**THE TASK**
Check each line of the entries below for the string "grass"; copy every line where it appears.

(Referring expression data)
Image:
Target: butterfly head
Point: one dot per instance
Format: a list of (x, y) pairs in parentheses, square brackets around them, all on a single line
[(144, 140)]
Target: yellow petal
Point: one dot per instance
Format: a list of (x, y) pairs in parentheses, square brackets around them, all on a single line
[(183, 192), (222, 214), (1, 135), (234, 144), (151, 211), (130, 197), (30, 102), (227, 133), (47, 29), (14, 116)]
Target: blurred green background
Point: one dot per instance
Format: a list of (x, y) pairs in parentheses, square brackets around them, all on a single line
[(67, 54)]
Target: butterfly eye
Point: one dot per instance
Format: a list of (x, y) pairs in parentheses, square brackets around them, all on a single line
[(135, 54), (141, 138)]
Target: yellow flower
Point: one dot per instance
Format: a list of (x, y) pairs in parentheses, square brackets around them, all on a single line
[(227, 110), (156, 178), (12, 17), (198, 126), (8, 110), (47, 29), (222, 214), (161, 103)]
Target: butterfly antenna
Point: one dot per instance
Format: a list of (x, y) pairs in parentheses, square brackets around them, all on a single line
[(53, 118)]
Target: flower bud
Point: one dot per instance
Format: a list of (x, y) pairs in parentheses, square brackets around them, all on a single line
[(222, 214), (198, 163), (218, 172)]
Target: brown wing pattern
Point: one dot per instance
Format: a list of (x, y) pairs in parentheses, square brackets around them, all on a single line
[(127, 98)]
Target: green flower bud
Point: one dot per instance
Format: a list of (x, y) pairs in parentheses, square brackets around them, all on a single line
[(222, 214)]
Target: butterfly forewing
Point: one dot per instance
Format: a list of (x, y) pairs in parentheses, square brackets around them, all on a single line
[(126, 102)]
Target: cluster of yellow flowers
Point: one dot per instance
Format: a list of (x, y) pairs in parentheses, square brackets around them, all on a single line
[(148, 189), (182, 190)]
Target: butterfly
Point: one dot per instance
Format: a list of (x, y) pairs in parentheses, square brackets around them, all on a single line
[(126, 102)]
...
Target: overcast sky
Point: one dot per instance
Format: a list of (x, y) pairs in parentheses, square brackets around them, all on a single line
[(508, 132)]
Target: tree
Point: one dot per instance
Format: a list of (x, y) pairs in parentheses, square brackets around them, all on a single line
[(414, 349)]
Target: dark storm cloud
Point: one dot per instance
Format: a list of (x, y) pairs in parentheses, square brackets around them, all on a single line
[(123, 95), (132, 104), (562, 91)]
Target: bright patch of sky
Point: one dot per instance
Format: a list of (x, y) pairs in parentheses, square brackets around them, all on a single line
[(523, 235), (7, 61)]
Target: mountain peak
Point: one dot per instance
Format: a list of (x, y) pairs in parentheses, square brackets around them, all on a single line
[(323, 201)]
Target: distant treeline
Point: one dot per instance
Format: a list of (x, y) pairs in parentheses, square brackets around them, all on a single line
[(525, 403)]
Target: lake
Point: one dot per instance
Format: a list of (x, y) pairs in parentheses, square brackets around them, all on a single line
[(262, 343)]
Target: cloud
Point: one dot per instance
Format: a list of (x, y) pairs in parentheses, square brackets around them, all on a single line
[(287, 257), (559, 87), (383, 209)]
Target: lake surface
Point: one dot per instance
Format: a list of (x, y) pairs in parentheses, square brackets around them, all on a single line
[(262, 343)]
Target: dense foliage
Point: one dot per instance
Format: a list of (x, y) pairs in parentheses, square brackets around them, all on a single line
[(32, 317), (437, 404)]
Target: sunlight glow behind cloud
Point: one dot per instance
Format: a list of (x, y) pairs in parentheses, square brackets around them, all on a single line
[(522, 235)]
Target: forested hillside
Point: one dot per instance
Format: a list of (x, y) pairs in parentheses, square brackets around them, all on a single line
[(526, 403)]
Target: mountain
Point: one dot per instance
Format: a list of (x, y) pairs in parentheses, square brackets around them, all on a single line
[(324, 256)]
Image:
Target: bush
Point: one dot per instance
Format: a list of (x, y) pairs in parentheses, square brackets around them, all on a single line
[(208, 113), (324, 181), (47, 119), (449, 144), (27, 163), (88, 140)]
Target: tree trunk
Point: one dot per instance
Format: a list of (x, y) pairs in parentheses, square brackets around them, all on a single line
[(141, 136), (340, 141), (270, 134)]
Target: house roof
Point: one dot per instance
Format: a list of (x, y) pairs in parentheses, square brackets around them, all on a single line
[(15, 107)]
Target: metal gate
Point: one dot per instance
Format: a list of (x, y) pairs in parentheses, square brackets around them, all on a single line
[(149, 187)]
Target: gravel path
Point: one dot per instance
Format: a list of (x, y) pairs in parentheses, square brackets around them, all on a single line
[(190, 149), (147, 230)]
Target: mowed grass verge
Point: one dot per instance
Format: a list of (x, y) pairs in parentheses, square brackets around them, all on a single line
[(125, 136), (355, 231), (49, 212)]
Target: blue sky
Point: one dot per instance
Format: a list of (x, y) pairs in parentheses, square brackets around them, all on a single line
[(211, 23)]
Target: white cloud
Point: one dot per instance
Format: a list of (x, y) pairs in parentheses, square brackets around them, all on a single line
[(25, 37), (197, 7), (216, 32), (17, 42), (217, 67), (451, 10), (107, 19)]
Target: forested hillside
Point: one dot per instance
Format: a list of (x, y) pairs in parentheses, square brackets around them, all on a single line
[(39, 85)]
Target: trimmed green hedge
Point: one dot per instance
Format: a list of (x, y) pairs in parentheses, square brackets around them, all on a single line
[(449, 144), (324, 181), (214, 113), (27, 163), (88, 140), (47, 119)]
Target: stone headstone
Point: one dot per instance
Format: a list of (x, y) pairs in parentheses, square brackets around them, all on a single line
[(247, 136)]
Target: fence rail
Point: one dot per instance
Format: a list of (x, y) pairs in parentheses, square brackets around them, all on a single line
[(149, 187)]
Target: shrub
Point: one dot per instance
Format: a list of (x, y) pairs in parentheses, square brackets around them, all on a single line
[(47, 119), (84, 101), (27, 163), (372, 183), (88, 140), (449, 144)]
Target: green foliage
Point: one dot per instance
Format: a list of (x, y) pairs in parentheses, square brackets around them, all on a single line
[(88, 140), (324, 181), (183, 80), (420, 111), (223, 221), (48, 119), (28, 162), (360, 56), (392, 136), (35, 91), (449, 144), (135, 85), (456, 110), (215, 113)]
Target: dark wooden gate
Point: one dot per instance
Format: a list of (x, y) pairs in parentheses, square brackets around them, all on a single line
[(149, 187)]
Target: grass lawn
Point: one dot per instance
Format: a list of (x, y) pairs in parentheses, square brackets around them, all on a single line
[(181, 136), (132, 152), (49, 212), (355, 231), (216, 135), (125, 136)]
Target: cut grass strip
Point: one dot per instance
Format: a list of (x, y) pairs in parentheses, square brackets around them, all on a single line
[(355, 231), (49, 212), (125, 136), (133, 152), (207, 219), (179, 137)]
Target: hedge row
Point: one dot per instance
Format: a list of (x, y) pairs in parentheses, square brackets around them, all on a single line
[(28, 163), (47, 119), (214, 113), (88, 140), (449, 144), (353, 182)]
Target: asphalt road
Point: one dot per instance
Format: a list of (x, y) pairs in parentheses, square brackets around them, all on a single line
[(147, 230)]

**EXERCISE RESULT**
Target: mowed grass verge
Target: grass lawn
Target: cut grass strip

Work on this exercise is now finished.